## TEXTE PROPOSÉ:
◆ ◆ ◆ ◆ ◆ ◆ ◆

L’ANR soutient nos recherches sur les hydrogénases : Engineering-H2 Cyano, 2009-2013 ; Algo-H2, 2011-2015 ; Cyanhy, 2013-2017 ; Heros, 2014-2019 ; Otolhyd, 2019-2023 ; Hydre, 2024-2028.
Au sein de l’équipe nous menons également des recherches concernant les oxydases terminales et la respiration aérobie bactérienne. Actuellement, nous nous intéressons en particulier à l’oxydase de type bd (de Solidesulfovibrio fructosivorans et d’Escherichia coli). Par des approches de biochimie, biophysique et physico-chimie, en collaboration avec l’équipe « Biophysique des métalloprotéines et des systèmes dynamiques » du laboratoire, nous réalisons une étude moléculaire et fonctionnelle de cette enzyme.
L’équipe cherche également à comprendre le rôle des différentes oxydases terminales (oxydases de type bd ou à hèmes-cuivre) chez la bactérie hyperthermophile Aquifex aeolicus, se développant de façon optimale en présence de faibles concentrations de O2.
Energy conservation and carbon assimilation in Aquifex aeolicus (Guiral & Giudici-Orticoni, 2021)
Le métabolisme oxydatif procaryote du soufre est complexe et pas entièrement compris. Nous essayons de mettre en évidence et caractériser des enzymes impliquées dans ces voies d’oxydation (Sulfite déshydrogénase SoeABC, complexe hétérodisulfure réductase Hdr ou soufre transférases par exemple) chez la bactérie hyperthermophile Aquifex aeolicus, en utilisant principalement des approches de biochimie et protéomique.

◆ ◆ ◆ ◆ ◆ ◆ ◆

## Entrées de données enregistrées:
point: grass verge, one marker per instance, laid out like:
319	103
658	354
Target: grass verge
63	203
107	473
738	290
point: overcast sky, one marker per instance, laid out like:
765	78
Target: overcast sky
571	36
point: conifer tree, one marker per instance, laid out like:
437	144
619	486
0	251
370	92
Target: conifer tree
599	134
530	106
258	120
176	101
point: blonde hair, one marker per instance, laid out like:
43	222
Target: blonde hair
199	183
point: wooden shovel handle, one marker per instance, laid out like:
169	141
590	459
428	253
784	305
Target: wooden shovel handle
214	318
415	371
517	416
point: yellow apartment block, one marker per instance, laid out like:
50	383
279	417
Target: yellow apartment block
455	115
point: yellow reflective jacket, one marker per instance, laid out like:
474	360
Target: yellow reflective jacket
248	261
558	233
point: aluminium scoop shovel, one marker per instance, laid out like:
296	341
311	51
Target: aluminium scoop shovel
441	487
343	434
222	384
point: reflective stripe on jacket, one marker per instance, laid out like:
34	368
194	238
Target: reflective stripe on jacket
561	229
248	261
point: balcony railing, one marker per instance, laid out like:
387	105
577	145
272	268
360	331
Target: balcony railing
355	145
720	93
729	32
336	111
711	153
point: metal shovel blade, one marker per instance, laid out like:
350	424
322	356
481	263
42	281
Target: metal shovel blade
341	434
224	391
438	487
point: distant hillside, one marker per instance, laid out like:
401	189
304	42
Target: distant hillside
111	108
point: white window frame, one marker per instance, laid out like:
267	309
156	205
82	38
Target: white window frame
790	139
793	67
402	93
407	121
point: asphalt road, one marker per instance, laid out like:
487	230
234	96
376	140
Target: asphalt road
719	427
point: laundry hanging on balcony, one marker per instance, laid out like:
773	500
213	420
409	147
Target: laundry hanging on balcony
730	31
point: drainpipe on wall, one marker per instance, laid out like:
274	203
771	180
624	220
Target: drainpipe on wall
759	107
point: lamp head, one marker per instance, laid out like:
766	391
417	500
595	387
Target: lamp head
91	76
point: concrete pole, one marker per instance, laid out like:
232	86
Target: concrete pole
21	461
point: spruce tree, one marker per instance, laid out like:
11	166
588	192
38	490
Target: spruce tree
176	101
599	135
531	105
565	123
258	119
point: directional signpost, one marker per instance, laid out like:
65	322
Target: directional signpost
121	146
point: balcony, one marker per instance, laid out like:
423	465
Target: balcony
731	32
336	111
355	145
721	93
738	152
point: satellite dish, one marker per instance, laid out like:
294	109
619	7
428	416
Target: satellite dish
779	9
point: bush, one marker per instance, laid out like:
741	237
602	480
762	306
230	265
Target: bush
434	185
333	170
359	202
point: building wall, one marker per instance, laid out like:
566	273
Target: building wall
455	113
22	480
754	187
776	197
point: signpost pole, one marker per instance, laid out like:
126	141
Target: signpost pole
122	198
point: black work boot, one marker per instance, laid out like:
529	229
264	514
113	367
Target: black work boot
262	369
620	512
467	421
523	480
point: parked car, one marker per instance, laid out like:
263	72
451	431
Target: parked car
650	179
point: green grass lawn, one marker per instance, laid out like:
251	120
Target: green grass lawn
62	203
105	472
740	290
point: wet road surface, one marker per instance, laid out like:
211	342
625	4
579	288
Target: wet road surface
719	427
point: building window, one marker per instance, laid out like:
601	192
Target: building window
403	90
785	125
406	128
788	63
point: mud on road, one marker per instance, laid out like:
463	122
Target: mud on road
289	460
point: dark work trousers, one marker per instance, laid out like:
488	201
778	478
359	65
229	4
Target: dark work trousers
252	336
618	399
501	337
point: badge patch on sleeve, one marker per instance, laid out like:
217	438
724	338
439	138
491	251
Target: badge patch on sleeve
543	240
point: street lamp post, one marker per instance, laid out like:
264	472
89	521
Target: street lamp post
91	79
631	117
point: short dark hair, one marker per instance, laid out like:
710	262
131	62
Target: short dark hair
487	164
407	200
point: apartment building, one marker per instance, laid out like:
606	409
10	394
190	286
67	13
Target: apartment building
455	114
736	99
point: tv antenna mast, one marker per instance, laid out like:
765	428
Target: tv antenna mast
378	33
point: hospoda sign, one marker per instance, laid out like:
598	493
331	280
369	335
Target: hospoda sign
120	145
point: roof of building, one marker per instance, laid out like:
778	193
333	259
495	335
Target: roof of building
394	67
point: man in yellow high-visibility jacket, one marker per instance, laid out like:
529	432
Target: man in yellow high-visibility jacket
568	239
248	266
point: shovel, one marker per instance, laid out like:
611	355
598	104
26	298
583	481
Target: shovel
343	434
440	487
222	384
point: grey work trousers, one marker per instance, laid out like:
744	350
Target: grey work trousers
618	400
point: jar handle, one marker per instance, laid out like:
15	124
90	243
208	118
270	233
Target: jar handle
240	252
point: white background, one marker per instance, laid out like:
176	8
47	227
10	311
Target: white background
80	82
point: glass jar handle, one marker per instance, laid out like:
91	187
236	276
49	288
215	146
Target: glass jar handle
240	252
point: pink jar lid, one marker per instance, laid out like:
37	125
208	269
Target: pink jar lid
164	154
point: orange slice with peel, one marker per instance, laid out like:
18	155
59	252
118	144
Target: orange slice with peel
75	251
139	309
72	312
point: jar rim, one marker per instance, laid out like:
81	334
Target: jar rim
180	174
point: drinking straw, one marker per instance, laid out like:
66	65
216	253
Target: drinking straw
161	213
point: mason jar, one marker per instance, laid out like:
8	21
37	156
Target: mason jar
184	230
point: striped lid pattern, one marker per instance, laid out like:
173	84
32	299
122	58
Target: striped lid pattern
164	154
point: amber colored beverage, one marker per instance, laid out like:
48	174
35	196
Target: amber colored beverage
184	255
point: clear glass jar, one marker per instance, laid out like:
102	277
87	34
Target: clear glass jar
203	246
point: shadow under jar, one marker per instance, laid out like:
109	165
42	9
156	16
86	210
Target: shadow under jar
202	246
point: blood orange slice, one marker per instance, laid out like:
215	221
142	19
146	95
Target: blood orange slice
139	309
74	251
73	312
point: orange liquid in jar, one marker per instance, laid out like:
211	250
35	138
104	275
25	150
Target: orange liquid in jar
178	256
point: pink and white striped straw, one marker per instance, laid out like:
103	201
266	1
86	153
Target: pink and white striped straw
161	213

◆ ◆ ◆ ◆ ◆ ◆ ◆

## TRAVAIL DEMANDÉ:
(1) Selon le texte sur les recherches de l'équipe, quel projet soutenu par l'ANR couvre la période 2024-2028 ?
(2) Prolongez le texte sur les recherches de l'équipe à partir de sa dernière phrase.
Les lignes n'interviennent pas dans ce travail.

## RÉPONSES PAR CONSIGNE:
(1) Le projet Hydre.

(2)
Cette caractérisation des enzymes du soufre nous a conduit à nous intéresser récemment, chez A. aeolicus, à la conversion de l’arsenic (formes réduite et oxydée) et du thioarsenic (en collaboration avec l’équipe du BIP « Evolution de la bioénergétique ») qui pourrait se faire chez certaines bactéries par des enzymes connues pour utiliser des composés soufrés (comme le système Sox d’oxydation du thiosulfate S2O32-). Cet aspect du travail fait intervenir de la biologie moléculaire, de la microbiologie et de la biochimie.
- Diversité des Pyruvate ferrédoxine oxydoréductases (PFOR)
La Pyruvate ferrédoxine oxydoréductase (PFOR) est une métalloenzyme qui catalyse de manière réversible la réaction suivante :
CoA + pyruvate + Fdox ⇄ Acetyl−coA + CO2 + Fdred (Fd = ferredoxin)
C’est une enzyme essentielle du métabolisme central de diverses bactéries et parasites anaérobies pathogènes et n’est pas présente chez les mammifères. Il est donc très intéressant de trouver des inhibiteurs spécifiques du site actif des PFOR. Ces enzymes sont assez peu étudiées, il est donc aussi intéressant de mieux comprendre leur réactivité, leur diversité et les relations structure-fonction dans ces enzymes.
Nous produisons et caractérisons au niveau moléculaire de la PFOR de différents organismes, afin de déterminer leurs propriétés catalytiques et leur sensibilité aux inhibiteurs, y compris le dioxygène. La synthèse de nouveaux potentiels inhibiteurs se fait en collaboration avec Michel Maffei (ISm2, Marseille).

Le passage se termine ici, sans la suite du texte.